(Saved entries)
----

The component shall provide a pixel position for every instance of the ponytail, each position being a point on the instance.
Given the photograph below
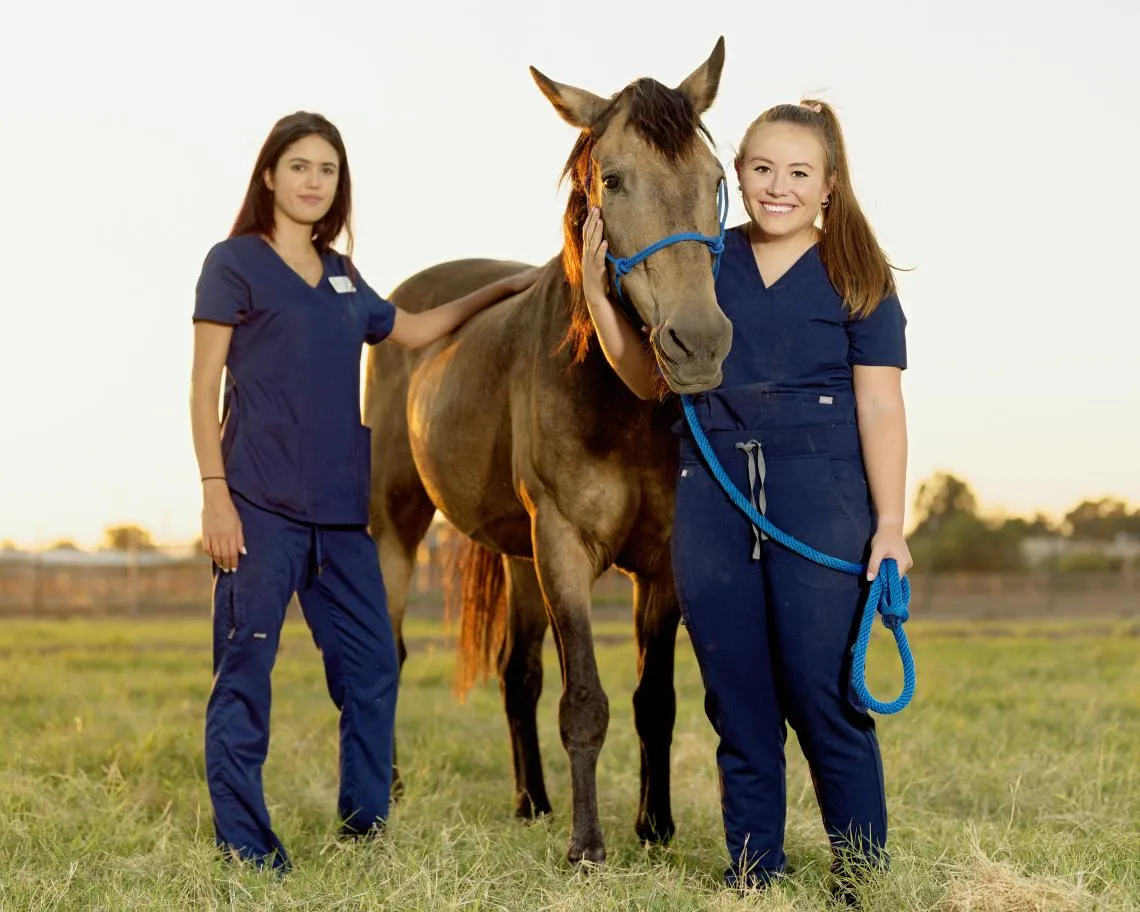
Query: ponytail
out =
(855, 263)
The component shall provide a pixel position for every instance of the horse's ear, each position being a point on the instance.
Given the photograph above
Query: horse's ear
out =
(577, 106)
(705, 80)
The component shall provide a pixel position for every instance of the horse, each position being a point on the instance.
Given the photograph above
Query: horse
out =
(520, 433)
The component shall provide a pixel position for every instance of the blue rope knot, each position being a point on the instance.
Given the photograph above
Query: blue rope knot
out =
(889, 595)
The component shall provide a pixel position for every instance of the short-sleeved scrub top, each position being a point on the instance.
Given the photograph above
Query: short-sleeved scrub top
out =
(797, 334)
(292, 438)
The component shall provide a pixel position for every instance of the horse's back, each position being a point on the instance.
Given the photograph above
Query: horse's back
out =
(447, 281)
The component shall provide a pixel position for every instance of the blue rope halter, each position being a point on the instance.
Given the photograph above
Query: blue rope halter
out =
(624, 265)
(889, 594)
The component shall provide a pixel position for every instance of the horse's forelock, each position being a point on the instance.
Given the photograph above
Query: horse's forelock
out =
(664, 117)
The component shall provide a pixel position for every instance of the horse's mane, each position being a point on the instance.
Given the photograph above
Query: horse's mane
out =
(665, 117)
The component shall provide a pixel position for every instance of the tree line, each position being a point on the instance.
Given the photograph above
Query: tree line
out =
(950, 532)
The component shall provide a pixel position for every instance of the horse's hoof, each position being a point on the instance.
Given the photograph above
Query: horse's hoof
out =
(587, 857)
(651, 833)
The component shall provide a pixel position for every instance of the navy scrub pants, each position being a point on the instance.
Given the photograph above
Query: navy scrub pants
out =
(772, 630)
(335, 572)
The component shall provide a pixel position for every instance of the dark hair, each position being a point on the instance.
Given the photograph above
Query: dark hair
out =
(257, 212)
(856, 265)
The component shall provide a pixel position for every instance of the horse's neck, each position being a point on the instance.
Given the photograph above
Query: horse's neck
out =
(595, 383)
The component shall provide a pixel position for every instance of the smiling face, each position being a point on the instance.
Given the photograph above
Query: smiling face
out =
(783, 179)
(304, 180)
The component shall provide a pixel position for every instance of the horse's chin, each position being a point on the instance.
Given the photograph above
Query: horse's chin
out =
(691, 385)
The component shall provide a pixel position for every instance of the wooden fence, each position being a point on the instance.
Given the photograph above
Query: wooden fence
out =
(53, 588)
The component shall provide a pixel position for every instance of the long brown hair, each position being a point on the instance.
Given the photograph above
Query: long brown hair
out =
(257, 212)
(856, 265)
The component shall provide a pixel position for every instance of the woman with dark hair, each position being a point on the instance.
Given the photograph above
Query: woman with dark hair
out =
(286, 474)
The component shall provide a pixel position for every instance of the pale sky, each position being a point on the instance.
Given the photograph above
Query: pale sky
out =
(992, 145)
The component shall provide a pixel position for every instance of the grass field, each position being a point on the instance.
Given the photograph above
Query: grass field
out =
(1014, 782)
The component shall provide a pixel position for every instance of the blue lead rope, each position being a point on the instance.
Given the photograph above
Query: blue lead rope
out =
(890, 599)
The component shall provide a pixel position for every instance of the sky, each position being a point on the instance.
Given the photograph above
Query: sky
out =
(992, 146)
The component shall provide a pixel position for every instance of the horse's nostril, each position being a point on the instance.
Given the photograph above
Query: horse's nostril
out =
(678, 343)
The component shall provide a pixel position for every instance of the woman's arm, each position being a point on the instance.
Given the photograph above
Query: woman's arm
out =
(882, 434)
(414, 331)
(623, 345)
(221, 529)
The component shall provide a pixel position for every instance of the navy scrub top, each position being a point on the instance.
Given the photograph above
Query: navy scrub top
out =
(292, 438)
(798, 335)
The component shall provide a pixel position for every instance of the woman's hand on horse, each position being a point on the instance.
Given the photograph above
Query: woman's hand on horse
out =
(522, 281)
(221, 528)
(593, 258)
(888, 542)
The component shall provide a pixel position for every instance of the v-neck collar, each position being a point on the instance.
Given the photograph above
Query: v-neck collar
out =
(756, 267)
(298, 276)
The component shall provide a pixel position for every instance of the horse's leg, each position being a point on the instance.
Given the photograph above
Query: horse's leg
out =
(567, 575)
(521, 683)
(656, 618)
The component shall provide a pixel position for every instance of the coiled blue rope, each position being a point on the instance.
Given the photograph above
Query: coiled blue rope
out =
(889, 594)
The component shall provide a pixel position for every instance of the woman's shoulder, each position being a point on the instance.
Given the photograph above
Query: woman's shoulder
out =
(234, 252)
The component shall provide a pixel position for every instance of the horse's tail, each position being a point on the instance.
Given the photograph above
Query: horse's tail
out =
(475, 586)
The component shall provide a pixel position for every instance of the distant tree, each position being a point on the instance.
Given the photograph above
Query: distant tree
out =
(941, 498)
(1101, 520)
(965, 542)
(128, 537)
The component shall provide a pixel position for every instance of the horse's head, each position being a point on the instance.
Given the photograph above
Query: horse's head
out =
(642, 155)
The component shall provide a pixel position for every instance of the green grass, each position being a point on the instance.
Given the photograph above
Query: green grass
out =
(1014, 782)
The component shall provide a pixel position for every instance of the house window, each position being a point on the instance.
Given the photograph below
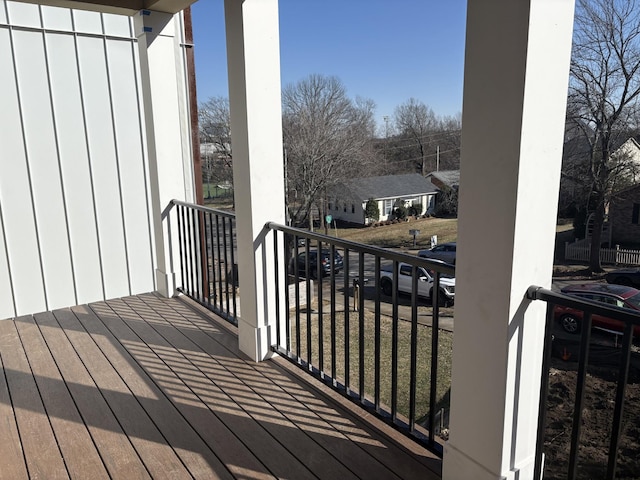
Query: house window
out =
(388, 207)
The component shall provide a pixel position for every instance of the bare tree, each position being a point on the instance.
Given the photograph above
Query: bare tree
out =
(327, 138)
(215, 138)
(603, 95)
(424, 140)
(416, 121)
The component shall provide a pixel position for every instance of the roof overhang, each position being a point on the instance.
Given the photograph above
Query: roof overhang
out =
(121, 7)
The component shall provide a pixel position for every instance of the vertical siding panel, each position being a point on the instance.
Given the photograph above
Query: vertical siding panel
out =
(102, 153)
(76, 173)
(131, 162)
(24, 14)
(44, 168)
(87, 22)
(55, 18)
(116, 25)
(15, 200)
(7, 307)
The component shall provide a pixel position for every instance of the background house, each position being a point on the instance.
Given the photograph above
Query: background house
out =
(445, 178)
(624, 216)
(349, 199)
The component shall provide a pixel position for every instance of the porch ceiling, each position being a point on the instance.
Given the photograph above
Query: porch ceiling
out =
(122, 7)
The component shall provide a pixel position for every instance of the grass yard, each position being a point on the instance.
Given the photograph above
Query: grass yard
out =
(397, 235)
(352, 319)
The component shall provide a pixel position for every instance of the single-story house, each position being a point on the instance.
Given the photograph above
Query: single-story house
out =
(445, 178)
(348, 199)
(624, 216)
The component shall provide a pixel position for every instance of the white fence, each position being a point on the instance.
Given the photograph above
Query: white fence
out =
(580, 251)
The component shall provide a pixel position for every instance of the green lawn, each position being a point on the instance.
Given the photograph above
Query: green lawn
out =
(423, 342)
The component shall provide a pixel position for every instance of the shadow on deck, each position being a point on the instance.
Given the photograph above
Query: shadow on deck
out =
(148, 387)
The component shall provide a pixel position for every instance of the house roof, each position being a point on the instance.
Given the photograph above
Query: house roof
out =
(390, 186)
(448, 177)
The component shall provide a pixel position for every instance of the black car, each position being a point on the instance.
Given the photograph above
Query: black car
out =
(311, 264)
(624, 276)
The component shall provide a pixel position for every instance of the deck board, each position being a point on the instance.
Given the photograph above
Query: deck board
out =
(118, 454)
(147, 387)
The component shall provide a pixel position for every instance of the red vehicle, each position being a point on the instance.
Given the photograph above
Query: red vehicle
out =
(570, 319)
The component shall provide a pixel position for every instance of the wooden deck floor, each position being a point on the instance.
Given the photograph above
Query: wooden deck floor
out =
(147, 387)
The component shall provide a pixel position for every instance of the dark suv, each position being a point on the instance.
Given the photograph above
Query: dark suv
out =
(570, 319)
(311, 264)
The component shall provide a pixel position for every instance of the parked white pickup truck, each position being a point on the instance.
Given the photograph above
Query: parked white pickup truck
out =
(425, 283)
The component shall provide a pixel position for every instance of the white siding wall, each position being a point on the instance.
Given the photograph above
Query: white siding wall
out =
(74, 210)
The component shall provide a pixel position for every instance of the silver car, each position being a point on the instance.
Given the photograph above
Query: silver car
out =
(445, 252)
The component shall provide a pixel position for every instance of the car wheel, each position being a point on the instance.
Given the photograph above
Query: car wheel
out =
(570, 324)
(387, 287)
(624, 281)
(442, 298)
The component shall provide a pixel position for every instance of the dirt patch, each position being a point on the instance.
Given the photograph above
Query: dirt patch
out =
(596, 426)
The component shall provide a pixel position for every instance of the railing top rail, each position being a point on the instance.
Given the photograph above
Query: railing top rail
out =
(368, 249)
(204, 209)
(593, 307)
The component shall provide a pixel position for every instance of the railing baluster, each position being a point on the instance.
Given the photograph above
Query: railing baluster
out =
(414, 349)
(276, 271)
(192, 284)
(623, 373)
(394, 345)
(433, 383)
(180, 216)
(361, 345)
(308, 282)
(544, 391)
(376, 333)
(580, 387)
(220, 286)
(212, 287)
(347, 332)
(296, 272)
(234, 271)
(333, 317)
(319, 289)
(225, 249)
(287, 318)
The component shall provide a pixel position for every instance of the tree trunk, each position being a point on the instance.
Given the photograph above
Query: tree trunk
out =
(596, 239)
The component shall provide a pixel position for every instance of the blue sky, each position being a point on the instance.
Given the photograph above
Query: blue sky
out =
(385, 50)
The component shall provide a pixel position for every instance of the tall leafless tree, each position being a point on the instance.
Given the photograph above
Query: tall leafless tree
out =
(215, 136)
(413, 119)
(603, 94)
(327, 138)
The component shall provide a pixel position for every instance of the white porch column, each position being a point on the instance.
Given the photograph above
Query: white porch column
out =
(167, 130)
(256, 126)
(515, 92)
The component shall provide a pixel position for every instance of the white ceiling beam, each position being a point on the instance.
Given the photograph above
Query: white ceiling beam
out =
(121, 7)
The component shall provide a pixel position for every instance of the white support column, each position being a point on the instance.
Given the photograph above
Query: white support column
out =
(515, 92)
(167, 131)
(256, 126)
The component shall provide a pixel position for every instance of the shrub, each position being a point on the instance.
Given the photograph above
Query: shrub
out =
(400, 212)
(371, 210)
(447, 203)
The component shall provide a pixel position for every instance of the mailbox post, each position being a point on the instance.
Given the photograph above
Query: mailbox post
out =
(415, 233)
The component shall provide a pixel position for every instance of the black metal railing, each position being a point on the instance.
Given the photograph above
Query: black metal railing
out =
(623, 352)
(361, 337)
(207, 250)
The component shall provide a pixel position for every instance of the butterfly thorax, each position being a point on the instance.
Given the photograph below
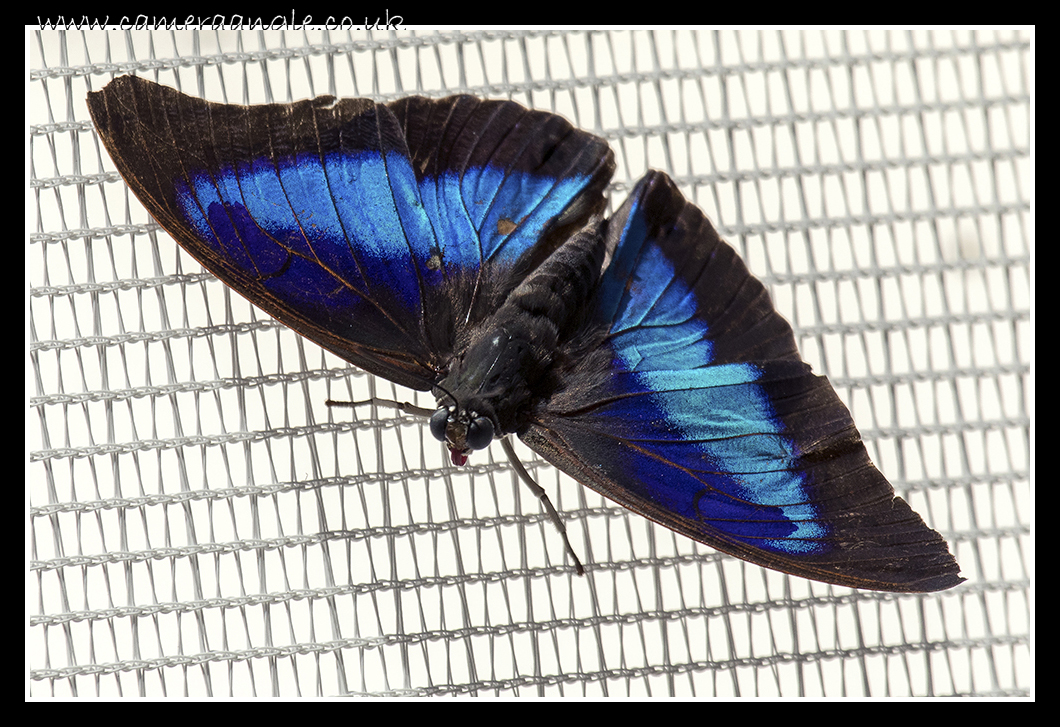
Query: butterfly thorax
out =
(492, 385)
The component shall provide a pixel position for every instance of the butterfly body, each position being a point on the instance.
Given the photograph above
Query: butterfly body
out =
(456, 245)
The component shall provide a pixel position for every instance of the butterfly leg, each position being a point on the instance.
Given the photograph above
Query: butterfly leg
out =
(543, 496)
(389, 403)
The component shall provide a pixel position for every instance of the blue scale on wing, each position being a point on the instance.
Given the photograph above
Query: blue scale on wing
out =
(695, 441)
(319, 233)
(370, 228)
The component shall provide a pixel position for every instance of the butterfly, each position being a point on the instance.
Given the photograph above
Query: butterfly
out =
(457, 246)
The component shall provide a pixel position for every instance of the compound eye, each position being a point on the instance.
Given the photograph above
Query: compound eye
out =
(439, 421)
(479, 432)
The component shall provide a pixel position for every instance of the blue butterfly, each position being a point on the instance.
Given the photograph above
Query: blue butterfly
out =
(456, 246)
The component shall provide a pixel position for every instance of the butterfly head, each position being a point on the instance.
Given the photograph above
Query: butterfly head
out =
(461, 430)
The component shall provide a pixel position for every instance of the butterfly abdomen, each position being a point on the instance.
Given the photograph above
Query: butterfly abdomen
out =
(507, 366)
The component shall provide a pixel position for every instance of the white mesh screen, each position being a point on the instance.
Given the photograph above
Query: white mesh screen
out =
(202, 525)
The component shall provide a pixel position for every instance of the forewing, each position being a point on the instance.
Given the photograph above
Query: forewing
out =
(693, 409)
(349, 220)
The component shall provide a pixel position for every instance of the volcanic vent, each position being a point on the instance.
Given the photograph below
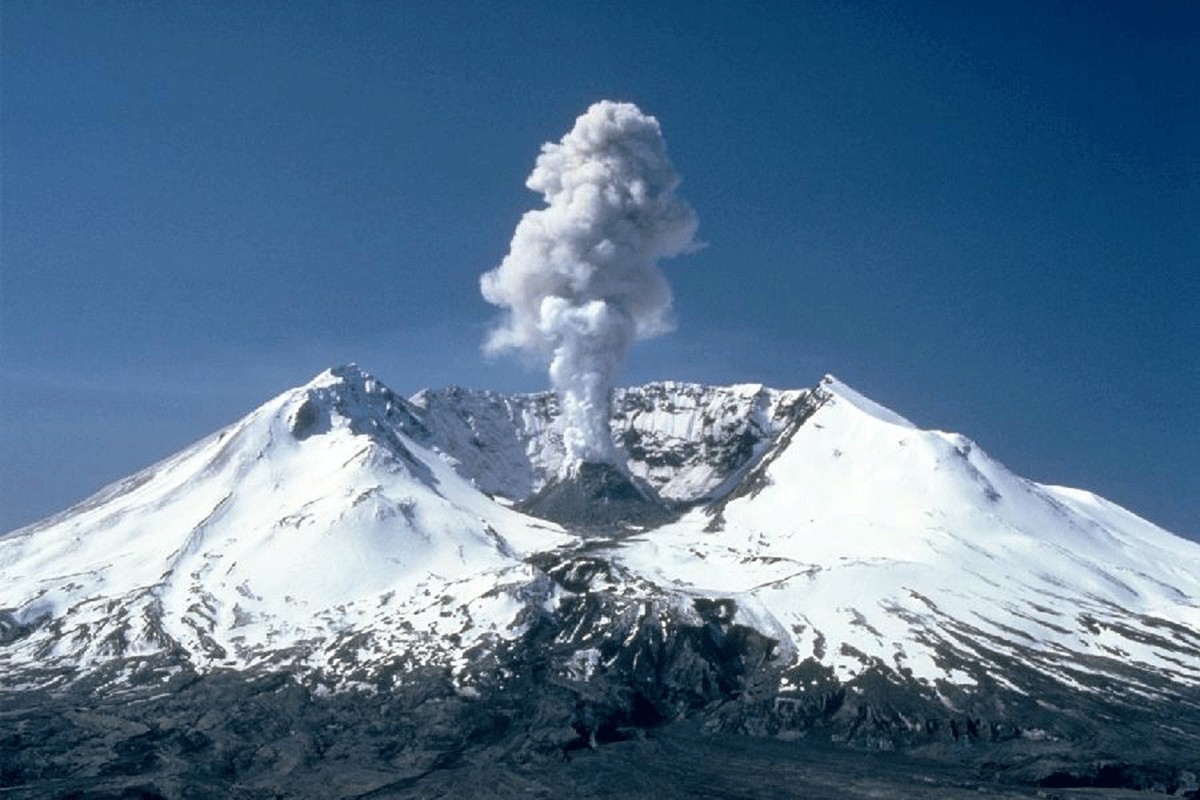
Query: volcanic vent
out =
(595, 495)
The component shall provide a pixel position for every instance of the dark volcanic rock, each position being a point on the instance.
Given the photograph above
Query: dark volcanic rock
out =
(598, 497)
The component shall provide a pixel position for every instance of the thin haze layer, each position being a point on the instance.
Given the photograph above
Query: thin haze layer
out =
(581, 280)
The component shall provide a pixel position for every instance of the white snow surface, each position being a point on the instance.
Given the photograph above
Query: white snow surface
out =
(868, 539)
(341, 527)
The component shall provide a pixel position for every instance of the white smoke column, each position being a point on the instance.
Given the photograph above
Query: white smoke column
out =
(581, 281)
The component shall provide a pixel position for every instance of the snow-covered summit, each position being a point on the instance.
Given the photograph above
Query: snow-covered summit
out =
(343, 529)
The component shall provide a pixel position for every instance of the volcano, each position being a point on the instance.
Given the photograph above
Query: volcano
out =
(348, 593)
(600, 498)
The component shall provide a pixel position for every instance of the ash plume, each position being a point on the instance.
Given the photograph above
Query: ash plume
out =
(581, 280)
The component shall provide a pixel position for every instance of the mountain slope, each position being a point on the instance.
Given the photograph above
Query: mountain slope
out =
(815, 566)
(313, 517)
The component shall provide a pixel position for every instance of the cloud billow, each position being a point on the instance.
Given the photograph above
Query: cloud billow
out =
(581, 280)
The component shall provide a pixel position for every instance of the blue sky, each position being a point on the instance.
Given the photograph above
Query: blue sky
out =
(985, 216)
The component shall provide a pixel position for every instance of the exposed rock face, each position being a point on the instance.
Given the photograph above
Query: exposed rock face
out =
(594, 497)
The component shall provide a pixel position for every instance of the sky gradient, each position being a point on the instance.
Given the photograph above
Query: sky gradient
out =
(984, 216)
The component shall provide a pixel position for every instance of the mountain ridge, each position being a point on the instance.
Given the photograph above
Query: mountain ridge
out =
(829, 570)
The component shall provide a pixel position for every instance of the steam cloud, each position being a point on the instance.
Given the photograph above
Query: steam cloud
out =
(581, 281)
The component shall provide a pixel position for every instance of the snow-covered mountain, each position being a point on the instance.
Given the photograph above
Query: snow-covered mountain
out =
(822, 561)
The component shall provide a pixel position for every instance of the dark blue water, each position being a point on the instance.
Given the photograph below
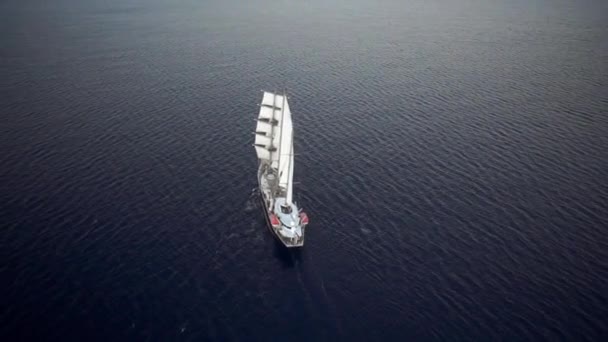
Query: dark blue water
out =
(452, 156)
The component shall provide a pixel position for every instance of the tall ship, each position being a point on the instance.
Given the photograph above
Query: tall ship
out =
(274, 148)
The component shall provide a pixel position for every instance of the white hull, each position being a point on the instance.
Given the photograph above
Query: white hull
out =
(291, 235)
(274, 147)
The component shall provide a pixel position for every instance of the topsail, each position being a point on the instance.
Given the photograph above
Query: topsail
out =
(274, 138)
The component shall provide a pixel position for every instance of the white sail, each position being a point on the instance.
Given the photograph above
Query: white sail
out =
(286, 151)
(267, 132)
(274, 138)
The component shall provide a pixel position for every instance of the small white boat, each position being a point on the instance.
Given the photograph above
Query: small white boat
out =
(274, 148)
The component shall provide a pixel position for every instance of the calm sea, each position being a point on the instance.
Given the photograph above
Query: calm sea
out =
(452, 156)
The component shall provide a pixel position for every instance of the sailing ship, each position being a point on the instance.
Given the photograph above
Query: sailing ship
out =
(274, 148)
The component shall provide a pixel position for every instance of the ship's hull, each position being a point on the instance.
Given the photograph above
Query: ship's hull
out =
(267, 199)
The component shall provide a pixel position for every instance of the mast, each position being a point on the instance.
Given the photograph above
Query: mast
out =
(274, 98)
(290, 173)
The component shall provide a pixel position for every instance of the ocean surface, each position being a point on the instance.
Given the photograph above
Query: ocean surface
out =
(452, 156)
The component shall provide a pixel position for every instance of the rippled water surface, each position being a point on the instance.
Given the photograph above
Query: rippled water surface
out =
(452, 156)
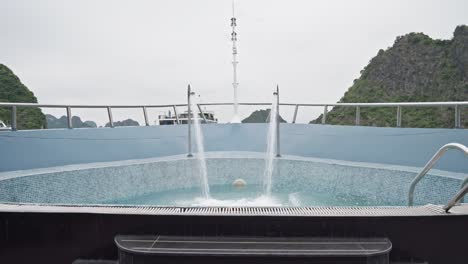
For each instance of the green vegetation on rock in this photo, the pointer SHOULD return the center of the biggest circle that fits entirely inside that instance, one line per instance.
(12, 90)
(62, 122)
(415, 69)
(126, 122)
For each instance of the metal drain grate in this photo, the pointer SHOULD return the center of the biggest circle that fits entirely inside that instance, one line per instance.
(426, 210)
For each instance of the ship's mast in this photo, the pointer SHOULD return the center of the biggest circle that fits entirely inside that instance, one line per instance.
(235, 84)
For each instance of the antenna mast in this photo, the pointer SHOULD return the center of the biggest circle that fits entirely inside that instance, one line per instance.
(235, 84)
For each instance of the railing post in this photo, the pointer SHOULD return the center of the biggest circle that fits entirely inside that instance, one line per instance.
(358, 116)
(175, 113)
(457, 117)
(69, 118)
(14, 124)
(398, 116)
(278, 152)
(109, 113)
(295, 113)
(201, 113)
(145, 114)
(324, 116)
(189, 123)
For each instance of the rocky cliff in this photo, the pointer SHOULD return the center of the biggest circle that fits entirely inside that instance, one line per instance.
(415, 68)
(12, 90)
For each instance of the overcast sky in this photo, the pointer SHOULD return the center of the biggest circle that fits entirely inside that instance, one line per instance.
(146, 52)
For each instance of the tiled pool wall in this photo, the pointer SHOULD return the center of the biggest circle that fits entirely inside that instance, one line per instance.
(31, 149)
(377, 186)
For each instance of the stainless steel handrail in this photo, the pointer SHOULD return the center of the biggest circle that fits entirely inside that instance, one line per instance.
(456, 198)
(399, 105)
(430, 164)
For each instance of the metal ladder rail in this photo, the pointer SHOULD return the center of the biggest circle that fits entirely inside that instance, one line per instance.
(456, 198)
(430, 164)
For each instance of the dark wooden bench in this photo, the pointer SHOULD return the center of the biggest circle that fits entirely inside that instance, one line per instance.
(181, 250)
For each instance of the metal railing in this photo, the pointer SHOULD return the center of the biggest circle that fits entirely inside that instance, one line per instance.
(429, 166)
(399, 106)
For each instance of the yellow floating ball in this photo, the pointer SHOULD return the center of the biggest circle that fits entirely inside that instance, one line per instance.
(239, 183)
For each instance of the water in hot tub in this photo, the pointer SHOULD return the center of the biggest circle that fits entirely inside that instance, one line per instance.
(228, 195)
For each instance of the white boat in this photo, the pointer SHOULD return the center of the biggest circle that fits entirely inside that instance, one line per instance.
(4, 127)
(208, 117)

----

### PROBLEM DETAILS
Copy only the lines above from the one containing "Query: butterfly head" through the one containing "the white smoke", both included. Leave out the pictures.

### FINAL ANSWER
Query: butterfly head
out =
(461, 430)
The component shall provide a pixel position for every instance of the butterfly abdomen, each position being a point on the instance.
Given the photograph above
Query: butterfly abdomen
out =
(507, 366)
The component shall provide a pixel position for every instance of the white mesh screen, each position being a point on the instance.
Given the photograph above
Query: white mesh screen
out =
(202, 525)
The component shall provide a pixel position for every instance of the forewing, each position being a point on the instance.
Given the photograph above
Query: forewing
out =
(693, 409)
(349, 220)
The component shall provide a pixel position for every instance of the volcanic vent, each position being a point on the instance.
Given the photograph below
Query: volcanic vent
out =
(595, 495)
The component shall provide a pixel position for every instance of the dark volcanic rock, each position being a point on the instance.
Given the photograph above
Query: dark volcanic rock
out =
(598, 497)
The component shall provide a pixel position for every instance of the thin haze layer, each position being a point on the instance.
Given the photograph above
Query: thin haze layer
out =
(581, 280)
The component shall provide a pixel position for every instance of the white snow surface, each position being a point on the instance.
Given the photograph above
Query: white snow surface
out =
(868, 539)
(341, 527)
The component shall provide a pixel position for every instance of the white smoke column, each position being a point on the instance.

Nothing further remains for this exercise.